## START Text segment
# Jonsered 600+ Questions



## Maine-iacJay (Nov 7, 2007)

Im a newbie, and I have some questions, I have a chance to get a Jonsered 600+ in good shape for $500 with no saw, wondering if it is worth it? Also what should I put on for a saw? I know that it will start the stihl vs. husky fight but I would really appreciate any insight. Thanks in advance.


----------



## woodshop (Nov 7, 2007)

Maine-iacJay said:


> Im a newbie, and I have some questions, I have a chance to get a Jonsered 600+ in good shape for $500 with no saw, wondering if it is worth it? Also what should I put on for a saw? I know that it will start the stihl vs. husky fight but I would really appreciate any insight. Thanks in advance.



I would post this over in the chainsaw section of arboristsite.com. You will get lots of response there. Personally I know little about Jonsered other than they are a good saw, comparable to the other major players. (I think they are made in same factories as the Husky saws, might be wrong on that one though).


----------



## Mad Professor (Nov 7, 2007)

Maine-iacJay said:


> Im a newbie, and I have some questions, I have a chance to get a Jonsered 600+ in good shape for $500 with no saw, wondering if it is worth it? Also what should I put on for a saw? I know that it will start the stihl vs. husky fight but I would really appreciate any insight. Thanks in advance.



No experience with that mill (I have a logosol) but get the biggest saw you can afford. I'd suggest a 660 or 394. I run a 066 on my mill and wonder how much better an 088 would be.....


----------



## aquan8tor (Nov 7, 2007)

The husky dealer I get parts from said the 394/2094 cylinder/parts are the same except for the externals; the castings are a little different, but major stuff is the same; I don't know why Jonsered gave the 2094/2095 a 6.7 HP rating instead of Husqvarna's 7.1 HP. Same displacement, I think. Haven't taken one apart. The same dealer had stopped carrying jonsereds but said he had sold a 2095 powerhead & bar with their pico rip chain to a guy for milling a couple years ago; I talked to the guy, who'd used it in his own rolling jig to make pine beams for timberframing.
## END Text segment
## START Given data
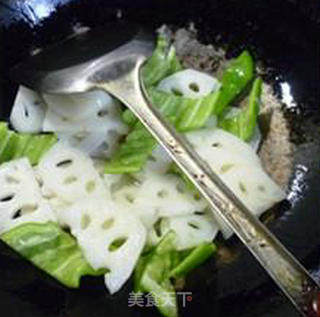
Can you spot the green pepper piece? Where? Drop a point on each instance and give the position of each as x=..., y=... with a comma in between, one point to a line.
x=3, y=136
x=37, y=146
x=152, y=275
x=51, y=249
x=243, y=124
x=236, y=77
x=195, y=258
x=9, y=151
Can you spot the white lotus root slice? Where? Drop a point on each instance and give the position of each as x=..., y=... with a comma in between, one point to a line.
x=156, y=195
x=69, y=175
x=189, y=83
x=90, y=122
x=191, y=230
x=28, y=111
x=20, y=196
x=239, y=167
x=108, y=237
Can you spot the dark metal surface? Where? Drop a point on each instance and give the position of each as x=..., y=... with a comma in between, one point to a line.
x=286, y=41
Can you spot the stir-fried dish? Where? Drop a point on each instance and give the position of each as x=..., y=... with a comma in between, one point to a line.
x=86, y=190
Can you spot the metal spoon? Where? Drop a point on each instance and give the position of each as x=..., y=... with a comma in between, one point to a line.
x=110, y=58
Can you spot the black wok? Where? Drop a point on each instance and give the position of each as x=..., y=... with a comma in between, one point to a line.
x=283, y=35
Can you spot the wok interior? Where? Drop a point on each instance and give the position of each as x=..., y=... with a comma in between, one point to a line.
x=288, y=54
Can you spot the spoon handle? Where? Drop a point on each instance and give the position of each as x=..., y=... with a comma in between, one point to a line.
x=286, y=271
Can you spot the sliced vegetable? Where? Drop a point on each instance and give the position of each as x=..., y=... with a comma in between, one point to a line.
x=186, y=114
x=235, y=78
x=109, y=237
x=90, y=122
x=189, y=83
x=52, y=250
x=68, y=175
x=156, y=268
x=20, y=196
x=37, y=146
x=191, y=229
x=162, y=63
x=28, y=111
x=133, y=153
x=152, y=276
x=239, y=168
x=243, y=124
x=14, y=145
x=153, y=195
x=194, y=259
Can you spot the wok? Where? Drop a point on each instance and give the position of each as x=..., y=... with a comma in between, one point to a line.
x=283, y=36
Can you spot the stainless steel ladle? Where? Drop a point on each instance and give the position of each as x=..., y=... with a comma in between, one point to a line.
x=110, y=58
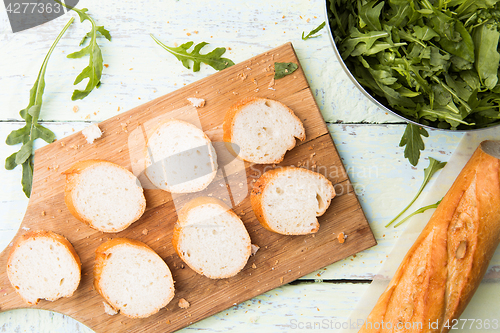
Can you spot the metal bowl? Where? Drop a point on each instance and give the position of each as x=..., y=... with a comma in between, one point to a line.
x=370, y=96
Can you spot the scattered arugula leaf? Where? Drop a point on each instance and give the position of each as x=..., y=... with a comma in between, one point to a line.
x=282, y=69
x=434, y=166
x=418, y=211
x=412, y=139
x=93, y=71
x=212, y=58
x=32, y=130
x=433, y=62
x=313, y=32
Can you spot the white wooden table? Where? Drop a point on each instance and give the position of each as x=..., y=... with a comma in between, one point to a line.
x=139, y=70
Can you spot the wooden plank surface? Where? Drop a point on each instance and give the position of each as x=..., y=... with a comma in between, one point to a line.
x=281, y=259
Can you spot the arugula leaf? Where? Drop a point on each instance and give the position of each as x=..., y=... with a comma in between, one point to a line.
x=434, y=166
x=358, y=37
x=412, y=139
x=282, y=69
x=32, y=130
x=93, y=71
x=212, y=58
x=486, y=38
x=314, y=31
x=370, y=15
x=418, y=211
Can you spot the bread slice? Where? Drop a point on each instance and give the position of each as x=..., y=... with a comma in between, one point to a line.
x=211, y=239
x=104, y=195
x=262, y=130
x=132, y=278
x=43, y=264
x=180, y=158
x=288, y=200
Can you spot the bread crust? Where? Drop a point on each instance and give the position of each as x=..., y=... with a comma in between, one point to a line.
x=182, y=215
x=259, y=188
x=34, y=234
x=71, y=183
x=100, y=263
x=445, y=265
x=227, y=125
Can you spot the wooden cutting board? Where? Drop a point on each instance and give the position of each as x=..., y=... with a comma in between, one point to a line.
x=280, y=260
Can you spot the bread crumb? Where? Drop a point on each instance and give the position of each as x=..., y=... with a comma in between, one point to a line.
x=254, y=249
x=196, y=102
x=341, y=237
x=109, y=310
x=91, y=133
x=183, y=304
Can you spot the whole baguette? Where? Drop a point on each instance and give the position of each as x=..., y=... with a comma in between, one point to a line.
x=442, y=270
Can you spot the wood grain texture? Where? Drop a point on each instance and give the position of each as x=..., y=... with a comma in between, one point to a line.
x=281, y=259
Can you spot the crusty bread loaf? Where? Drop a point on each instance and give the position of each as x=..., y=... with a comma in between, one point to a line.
x=211, y=239
x=104, y=195
x=132, y=278
x=445, y=265
x=180, y=158
x=43, y=264
x=288, y=200
x=262, y=130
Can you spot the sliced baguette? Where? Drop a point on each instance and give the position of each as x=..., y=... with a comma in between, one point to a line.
x=180, y=158
x=43, y=264
x=288, y=200
x=132, y=278
x=211, y=239
x=104, y=195
x=262, y=130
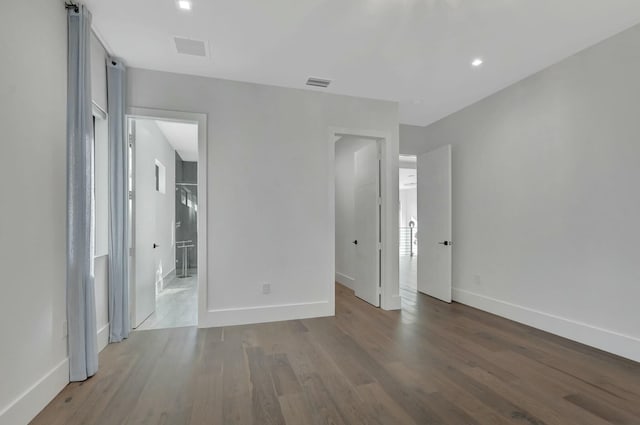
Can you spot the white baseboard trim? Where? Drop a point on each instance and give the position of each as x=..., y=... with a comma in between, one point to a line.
x=613, y=342
x=24, y=408
x=263, y=314
x=103, y=337
x=345, y=280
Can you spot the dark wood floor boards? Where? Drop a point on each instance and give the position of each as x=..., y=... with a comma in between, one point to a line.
x=432, y=363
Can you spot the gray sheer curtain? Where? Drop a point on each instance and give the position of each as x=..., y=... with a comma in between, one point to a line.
x=81, y=304
x=118, y=205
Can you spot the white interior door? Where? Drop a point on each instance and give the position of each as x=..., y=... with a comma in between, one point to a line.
x=434, y=216
x=145, y=245
x=367, y=219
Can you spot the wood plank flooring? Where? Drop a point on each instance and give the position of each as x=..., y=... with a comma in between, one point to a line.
x=432, y=363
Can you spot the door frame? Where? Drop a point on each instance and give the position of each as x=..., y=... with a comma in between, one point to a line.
x=201, y=121
x=390, y=298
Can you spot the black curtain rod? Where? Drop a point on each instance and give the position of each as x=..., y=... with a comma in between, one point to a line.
x=75, y=7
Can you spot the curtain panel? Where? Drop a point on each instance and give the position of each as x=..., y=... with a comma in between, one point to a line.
x=81, y=305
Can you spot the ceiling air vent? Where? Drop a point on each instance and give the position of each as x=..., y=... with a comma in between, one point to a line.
x=187, y=46
x=318, y=82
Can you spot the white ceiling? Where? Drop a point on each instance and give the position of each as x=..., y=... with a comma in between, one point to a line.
x=183, y=137
x=416, y=52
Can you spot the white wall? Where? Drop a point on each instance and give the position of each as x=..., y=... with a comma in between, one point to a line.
x=408, y=206
x=269, y=175
x=545, y=195
x=101, y=183
x=33, y=84
x=345, y=232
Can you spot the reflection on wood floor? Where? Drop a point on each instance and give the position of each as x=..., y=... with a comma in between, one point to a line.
x=176, y=305
x=431, y=363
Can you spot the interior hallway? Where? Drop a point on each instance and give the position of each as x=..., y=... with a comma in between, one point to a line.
x=431, y=363
x=408, y=272
x=176, y=305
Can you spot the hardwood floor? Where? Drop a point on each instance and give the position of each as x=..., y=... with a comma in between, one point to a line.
x=432, y=363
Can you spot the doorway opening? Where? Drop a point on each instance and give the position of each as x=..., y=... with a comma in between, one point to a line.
x=358, y=212
x=408, y=224
x=425, y=226
x=164, y=211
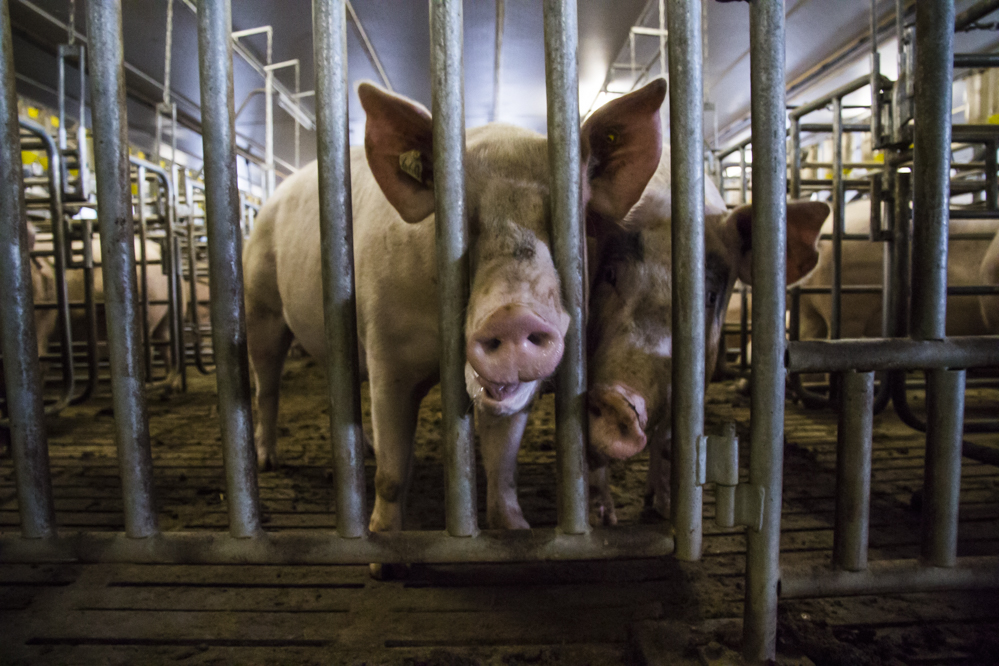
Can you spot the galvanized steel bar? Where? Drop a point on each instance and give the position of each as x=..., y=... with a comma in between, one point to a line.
x=942, y=480
x=323, y=547
x=446, y=46
x=931, y=166
x=336, y=226
x=117, y=232
x=561, y=35
x=890, y=577
x=29, y=447
x=225, y=267
x=853, y=471
x=892, y=354
x=687, y=166
x=766, y=36
x=838, y=211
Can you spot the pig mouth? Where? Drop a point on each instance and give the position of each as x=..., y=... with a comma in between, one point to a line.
x=498, y=398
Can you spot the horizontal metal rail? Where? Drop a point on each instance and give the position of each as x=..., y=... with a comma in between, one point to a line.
x=322, y=547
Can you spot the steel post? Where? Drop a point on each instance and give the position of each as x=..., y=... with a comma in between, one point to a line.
x=232, y=367
x=29, y=447
x=687, y=166
x=942, y=480
x=931, y=166
x=117, y=232
x=329, y=29
x=766, y=34
x=561, y=35
x=853, y=471
x=452, y=260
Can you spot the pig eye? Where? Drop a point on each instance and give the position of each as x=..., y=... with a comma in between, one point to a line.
x=610, y=276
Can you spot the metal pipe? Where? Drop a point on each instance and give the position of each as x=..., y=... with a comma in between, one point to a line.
x=766, y=36
x=687, y=166
x=892, y=354
x=838, y=206
x=225, y=267
x=853, y=471
x=890, y=577
x=323, y=547
x=452, y=260
x=561, y=35
x=114, y=196
x=931, y=166
x=337, y=237
x=29, y=447
x=942, y=480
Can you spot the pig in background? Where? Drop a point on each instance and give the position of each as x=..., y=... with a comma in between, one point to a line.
x=515, y=320
x=630, y=323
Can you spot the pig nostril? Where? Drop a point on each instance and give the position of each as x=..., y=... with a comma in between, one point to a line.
x=538, y=339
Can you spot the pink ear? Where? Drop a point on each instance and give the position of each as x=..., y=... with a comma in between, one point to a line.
x=622, y=143
x=804, y=223
x=398, y=141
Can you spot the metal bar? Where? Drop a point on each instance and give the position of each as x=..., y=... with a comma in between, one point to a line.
x=687, y=166
x=766, y=36
x=890, y=577
x=117, y=232
x=892, y=354
x=567, y=240
x=942, y=480
x=337, y=238
x=931, y=166
x=452, y=260
x=853, y=471
x=323, y=547
x=976, y=60
x=29, y=447
x=838, y=206
x=232, y=367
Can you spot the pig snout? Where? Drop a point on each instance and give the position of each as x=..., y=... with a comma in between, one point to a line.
x=618, y=418
x=513, y=345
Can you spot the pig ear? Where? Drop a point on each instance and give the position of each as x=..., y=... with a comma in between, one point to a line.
x=804, y=223
x=622, y=143
x=398, y=141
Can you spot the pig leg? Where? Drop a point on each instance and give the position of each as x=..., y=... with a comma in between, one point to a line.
x=268, y=339
x=499, y=437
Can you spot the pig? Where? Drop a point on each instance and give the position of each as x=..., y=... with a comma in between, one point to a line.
x=862, y=264
x=515, y=319
x=630, y=328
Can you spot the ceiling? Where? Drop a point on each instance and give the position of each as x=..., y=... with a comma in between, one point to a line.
x=399, y=33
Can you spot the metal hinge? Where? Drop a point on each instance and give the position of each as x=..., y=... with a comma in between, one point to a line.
x=718, y=462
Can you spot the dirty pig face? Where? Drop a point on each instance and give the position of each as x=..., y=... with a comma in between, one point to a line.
x=516, y=323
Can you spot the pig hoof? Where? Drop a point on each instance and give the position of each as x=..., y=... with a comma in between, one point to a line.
x=389, y=571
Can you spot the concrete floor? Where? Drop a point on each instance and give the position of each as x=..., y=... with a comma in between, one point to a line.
x=633, y=611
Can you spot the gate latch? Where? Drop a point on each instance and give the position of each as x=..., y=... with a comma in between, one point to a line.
x=735, y=503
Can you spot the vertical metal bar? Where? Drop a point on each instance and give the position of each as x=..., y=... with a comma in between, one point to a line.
x=232, y=366
x=446, y=41
x=942, y=480
x=836, y=310
x=29, y=446
x=117, y=232
x=931, y=166
x=853, y=471
x=562, y=86
x=147, y=350
x=743, y=177
x=766, y=35
x=686, y=99
x=329, y=31
x=795, y=158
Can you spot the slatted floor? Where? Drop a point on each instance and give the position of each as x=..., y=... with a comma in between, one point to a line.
x=570, y=613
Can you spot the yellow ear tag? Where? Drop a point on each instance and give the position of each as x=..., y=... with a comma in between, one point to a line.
x=412, y=163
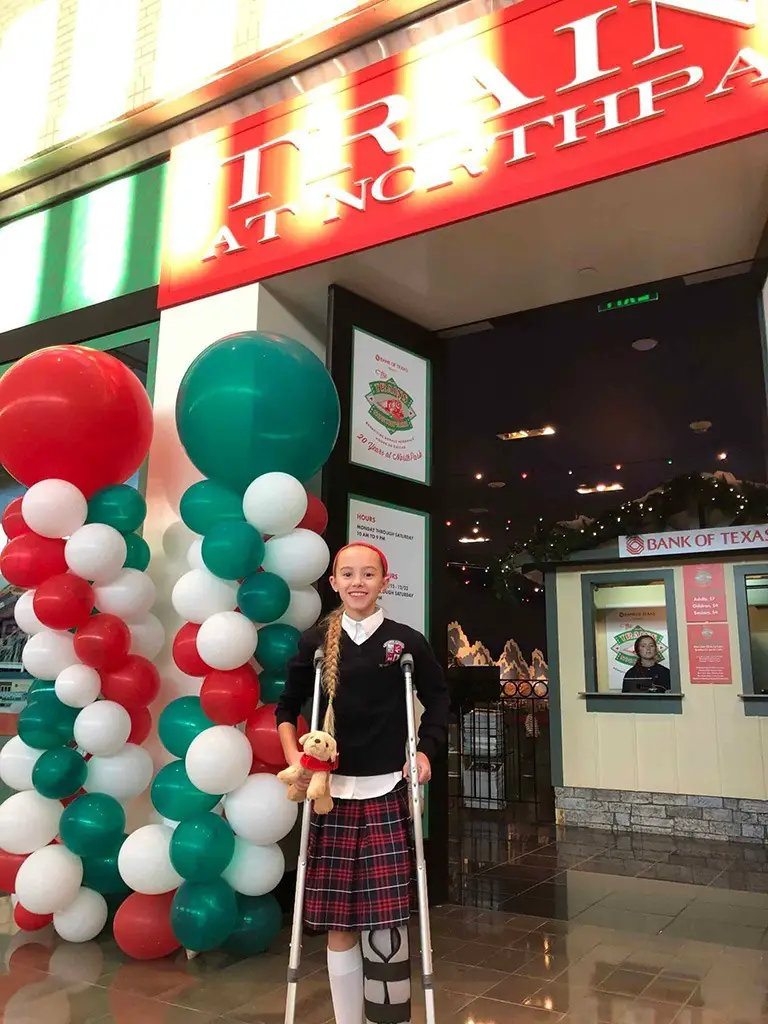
## END Given data
- Given exercise A:
Switch "doorway opening" to "door frame" in the entries, starting at the line that has "Can you spot the hardwood" and stopping after the line that has "x=164, y=211". Give back only those lines, with nothing else changed.
- Given exercise B:
Pick up the Jonsered 600+ thread from the point where it stops, and continue it.
The entries are unrelated to the Jonsered 600+ thread.

- Expected answer A:
Can you spot the hardwood floor? Where? Drop a point on each instance and give the position of each as x=..., y=... with a comma in between, one point to a line.
x=432, y=363
Can you spot the door frame? Where? Drop a point on each instance and give the position of each as x=..., y=... with a comma in between, one point to a line.
x=358, y=212
x=408, y=224
x=425, y=226
x=164, y=211

- Expected answer B:
I did a search on the 600+ and it looks like thats a good price, but how good a "deal" it is depends on how long a cut it has, and how much work you're willing to do to get the logs to it, and how much you have to spend on a saw.; It'd probably be pretty easy to get the mill on a trailer, based on the size it looks to be; Just get a big saw. At least 80cc or better, with 95-100preferable. You DO need the power. Its not like cutting firewood.


----------



## snowshoveler (Nov 10, 2007)

i have a 600+ and i can assure you that the price is very good.
for saws you are limited by size.
a 394 fits in very nice.
372s and all its variants wil not fit in the mill.
44s and all its variants will not fit either.
smaller saws like 357s and 254s will fit with a few small mods (the bar mount studs are closer together.
the big saws like a 3120 wont fit either.
the worm screw adjustment for the height of cut is what interfers with with the front handle on the saw.
i mostly use the 394 and have used 254,262 saws for milling logs under a foot in diameter.
i have milled pine and oak considerably larger than the mill is capable of normalaly (sp)...i just turned the carriage around and mounted the saw on a plate with the bar pointed outward instead of inward.
with very little practice you will be able to cut some very impresive lumber.
the accuracy it is capable of will surprise everyone who has ever sawn lumber.
any questions just ask.
chris


----------



## Maine-iacJay (Nov 11, 2007)

thanks snowshoveler and all that responded, I never thought of turning around the saw to cut a larger log. I was leaning toward a 395, but it is really nice to find out the little idiosyncrasies of that mill. I did buy it and I am probably going to wait till spring to buy the saw, if I can wait. :greenchainsaw:


----------



## gunnarfan (Nov 11, 2007)

I'm glad that people picked up on the fact that that was a mill number and not the 6-- series of jonsered saws. I have been looking at the mill that tilton/jonsered dealers sell called the mini jobber.. faulkner's used to sell them before years ago. those go for 1100 or so. can do dado/log cabin milling with those as well as slabbing.

how northern is northern? the county maybe?

was bumming about selling off my 111s saw but that paid off wedding rings.. now i'm looking at transferring a motor from another application for my "bar" milling setup.

also restoring a bandsaw from the old eastern mill. 32" wheels.. thats going to be fun to replace those.


----------



## Maine-iacJay (Nov 12, 2007)

Sounds like the 111s would be a great saw for any chainsaw mill, they must have had some wild torque. I have been looking at E-bay trying to find a deal, but nothing yet. Talked to a lot of woodcutters up here and they all max out in the 71-75 cc range, they call me foolish for needing a 95cc+, but none of them have done any milling either. 
Yeah, Im from the County, only someone from Maine would understand that!


----------



## gunnarfan (Nov 22, 2007)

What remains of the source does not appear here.